> TESTO DA STUDIARE:
● ● ● ● ●

In questo caso la malattia è vera, e si chiama peste suina africana (#PSA), e ancora una volta politica, associazioni di categoria e doppiette prescindono totalmente dalla scienza, non
dall’ambientalismo ma da una #scienza laica, per indicare una soluzione che proprio la ricerca scientifica sconsiglia vivamente.
La soluzione è sempre la stessa: massacrare i cinghiali per poter così aggirare lo stop alla caccia imposto, giustamente, da un’altra pandemia che ci riguarda da vicino. E che i cacciatori e i loro padrini politici vogliono assolutamente aggirare (lo stanno già facendo in altre Regioni) mentre tutti gli altri cittadini, evidentemente di serie B, devono rimanere confinati al loro domicilio.
Posto che gli stessi numeri proposti periodicamente dalla Regione Lombardia dimostrano che nonostante gli abbattimenti aumentino anche i cinghiali, anche qui per una legge scientifica, enti non proprio noti per il loro animalismo militante come l’Autorità Europea per la Sicurezza Alimentare (Efsa) dicono che sarebbe una follia affrontare la diffusione della peste suina andando in giro a uccidere cinghiali. Perché semplicemente gli stessi cacciatori diverrebbero un veicolo di infezione trasportando le carcasse (o parti di esse) di animali potenzialmente infetti.

● ● ● ● ●

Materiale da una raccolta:
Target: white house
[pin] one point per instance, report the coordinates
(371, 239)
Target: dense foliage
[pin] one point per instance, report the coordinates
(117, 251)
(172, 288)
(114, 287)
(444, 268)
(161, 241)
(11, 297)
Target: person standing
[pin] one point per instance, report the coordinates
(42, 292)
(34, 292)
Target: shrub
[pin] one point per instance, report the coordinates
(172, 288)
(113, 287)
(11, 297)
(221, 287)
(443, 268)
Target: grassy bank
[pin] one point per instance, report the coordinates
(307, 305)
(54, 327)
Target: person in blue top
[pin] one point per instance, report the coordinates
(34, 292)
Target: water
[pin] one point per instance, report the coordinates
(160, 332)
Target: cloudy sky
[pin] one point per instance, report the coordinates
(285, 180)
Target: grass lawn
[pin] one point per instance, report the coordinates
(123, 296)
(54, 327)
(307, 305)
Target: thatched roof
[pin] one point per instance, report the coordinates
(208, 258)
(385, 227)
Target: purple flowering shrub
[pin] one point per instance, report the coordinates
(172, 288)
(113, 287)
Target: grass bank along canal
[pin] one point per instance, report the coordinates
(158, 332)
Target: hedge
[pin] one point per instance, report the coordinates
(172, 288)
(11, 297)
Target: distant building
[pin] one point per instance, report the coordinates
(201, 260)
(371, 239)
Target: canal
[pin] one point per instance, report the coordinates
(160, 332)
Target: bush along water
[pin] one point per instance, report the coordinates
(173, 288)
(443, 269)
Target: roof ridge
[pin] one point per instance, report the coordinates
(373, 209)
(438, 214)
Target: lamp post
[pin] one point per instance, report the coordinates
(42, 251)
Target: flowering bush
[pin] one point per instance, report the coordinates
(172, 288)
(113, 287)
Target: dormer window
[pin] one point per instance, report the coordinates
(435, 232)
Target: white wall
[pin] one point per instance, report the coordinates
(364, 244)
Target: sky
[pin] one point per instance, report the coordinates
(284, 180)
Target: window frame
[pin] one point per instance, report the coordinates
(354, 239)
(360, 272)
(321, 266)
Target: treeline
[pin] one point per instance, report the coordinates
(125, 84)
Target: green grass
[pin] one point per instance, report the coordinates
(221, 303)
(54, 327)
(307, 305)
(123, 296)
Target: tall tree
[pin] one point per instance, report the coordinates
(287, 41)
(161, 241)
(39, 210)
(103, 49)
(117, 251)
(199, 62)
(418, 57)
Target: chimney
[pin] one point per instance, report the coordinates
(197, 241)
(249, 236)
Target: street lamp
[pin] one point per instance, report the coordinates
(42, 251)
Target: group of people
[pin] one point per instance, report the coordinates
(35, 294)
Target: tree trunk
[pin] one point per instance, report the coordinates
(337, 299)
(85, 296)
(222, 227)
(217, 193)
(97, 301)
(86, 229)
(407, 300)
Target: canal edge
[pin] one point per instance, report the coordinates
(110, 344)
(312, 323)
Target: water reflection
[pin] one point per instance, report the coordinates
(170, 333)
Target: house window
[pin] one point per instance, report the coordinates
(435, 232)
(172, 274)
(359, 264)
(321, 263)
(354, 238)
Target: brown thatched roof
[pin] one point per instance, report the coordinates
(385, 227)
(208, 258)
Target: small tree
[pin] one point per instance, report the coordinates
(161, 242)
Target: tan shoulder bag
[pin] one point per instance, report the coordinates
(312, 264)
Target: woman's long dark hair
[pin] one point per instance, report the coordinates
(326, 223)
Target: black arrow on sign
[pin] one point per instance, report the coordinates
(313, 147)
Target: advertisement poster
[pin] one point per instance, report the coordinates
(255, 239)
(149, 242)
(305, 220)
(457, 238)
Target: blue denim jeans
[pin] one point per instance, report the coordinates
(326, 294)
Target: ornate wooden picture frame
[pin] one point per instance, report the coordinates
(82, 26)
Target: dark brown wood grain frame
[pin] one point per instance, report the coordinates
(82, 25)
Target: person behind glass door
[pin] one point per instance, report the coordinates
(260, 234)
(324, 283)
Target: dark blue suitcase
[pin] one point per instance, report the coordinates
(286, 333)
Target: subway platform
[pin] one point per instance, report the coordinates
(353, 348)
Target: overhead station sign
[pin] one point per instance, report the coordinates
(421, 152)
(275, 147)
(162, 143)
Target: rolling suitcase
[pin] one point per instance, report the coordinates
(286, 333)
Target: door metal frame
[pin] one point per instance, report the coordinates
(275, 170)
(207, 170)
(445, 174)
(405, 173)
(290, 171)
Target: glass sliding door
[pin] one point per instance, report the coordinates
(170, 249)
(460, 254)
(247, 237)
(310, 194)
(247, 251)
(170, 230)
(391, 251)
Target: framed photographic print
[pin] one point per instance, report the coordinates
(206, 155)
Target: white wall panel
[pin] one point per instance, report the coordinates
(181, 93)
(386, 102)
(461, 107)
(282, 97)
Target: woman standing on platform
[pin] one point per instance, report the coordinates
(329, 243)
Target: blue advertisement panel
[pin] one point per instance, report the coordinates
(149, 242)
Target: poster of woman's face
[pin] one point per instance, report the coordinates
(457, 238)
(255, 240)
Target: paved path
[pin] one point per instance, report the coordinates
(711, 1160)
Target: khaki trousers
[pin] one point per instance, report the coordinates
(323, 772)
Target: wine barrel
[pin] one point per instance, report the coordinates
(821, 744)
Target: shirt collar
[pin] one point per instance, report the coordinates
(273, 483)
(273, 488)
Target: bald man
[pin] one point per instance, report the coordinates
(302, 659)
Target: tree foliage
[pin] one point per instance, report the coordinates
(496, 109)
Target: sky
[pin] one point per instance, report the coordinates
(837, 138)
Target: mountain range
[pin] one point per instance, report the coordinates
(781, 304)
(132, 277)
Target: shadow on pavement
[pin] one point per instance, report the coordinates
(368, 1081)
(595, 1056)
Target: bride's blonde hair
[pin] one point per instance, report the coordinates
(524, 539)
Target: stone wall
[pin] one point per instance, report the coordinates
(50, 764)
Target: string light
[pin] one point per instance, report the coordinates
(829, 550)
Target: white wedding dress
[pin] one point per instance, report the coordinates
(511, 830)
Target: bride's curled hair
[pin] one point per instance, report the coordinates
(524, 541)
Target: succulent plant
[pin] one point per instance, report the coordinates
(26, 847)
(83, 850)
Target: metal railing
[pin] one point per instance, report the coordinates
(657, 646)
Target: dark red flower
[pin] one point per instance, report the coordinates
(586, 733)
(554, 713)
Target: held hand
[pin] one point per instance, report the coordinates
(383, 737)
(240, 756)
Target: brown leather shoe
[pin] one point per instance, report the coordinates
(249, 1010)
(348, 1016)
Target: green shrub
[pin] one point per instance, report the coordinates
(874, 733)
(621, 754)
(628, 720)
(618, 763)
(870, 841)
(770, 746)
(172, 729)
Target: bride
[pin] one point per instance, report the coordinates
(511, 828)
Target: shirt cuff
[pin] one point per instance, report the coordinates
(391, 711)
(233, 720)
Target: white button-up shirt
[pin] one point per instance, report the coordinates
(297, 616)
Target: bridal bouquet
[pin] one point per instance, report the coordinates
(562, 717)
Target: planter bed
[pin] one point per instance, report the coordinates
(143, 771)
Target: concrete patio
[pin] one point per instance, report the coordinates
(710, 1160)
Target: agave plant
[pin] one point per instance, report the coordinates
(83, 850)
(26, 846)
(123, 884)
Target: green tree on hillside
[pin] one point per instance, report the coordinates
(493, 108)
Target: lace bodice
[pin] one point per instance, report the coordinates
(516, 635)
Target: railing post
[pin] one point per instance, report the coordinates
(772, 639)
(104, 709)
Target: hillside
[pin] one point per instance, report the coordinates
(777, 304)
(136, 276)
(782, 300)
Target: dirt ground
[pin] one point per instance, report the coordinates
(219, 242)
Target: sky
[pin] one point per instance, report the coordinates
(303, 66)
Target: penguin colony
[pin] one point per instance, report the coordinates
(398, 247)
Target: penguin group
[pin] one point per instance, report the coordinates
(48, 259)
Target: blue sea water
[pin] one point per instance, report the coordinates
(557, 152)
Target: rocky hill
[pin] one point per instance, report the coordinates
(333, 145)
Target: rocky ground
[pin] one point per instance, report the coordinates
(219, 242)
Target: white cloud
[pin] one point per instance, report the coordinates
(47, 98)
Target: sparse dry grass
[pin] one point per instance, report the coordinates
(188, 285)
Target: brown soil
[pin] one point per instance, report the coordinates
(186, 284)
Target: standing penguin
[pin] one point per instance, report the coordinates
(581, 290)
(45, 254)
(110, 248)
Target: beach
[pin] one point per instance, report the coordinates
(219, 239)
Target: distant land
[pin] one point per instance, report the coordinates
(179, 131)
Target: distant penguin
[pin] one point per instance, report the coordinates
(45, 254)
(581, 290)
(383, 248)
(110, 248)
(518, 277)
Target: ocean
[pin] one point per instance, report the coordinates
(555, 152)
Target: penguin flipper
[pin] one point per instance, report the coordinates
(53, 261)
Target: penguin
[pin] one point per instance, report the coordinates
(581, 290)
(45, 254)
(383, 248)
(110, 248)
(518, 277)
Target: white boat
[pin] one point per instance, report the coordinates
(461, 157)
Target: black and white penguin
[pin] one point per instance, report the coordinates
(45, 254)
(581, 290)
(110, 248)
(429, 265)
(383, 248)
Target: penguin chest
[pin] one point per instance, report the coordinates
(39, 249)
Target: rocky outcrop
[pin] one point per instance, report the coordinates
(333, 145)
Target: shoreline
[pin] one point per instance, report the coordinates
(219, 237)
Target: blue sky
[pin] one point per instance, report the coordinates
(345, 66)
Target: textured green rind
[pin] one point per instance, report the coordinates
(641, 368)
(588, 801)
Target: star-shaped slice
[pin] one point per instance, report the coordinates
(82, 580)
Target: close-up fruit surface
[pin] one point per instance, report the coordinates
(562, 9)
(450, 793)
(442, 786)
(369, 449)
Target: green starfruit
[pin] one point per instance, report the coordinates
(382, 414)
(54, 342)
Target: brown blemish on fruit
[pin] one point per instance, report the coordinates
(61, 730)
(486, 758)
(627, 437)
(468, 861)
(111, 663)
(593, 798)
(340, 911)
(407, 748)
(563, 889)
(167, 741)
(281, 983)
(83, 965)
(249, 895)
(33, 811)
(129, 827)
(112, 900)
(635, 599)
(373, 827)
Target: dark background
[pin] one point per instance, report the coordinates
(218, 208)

● ● ● ● ●

> CONSEGNA 1: Trascrivi dal testo sulla peste suina il passo da "Posto che gli" a "animali potenzialmente infetti.".
> CONSEGNA 2: Prosegui il testo sulla peste suina dopo la sua ultima frase.
Questo materiale è separato dal testo.

> RISPOSTA FINALE 1:
Posto che gli stessi numeri proposti periodicamente dalla Regione Lombardia dimostrano che nonostante gli abbattimenti aumentino anche i cinghiali, anche qui per una legge scientifica, enti non proprio noti per il loro animalismo militante come l’Autorità Europea per la Sicurezza Alimentare (Efsa) dicono che sarebbe una follia affrontare la diffusione della peste suina andando in giro a uccidere cinghiali. Perché semplicemente gli stessi cacciatori diverrebbero un veicolo di infezione trasportando le carcasse (o parti di esse) di animali potenzialmente infetti.

> RISPOSTA FINALE 2:
Un processo comprensibile anche da un bambino, ma non dall’assessore all’Agricoltura della Regione, che ha l’unico, vero obiettivo di rimettere in libertà il proprio bacino elettorale. La scienza dice che i maiali degli allevamenti non sono in pericolo se non entrano in contatto con altri maiali o con suidi selvatici ammalati, e se volessero tutelare animali e ambiente, in Regione dovrebbero porsi un altro problema: quello dei milioni di suini stipati in orrende fabbriche di batteri, virus, gas serra e Pm10 che producono quella che viene pomposamente e vergognosamente proposta come «carne 100% italiana».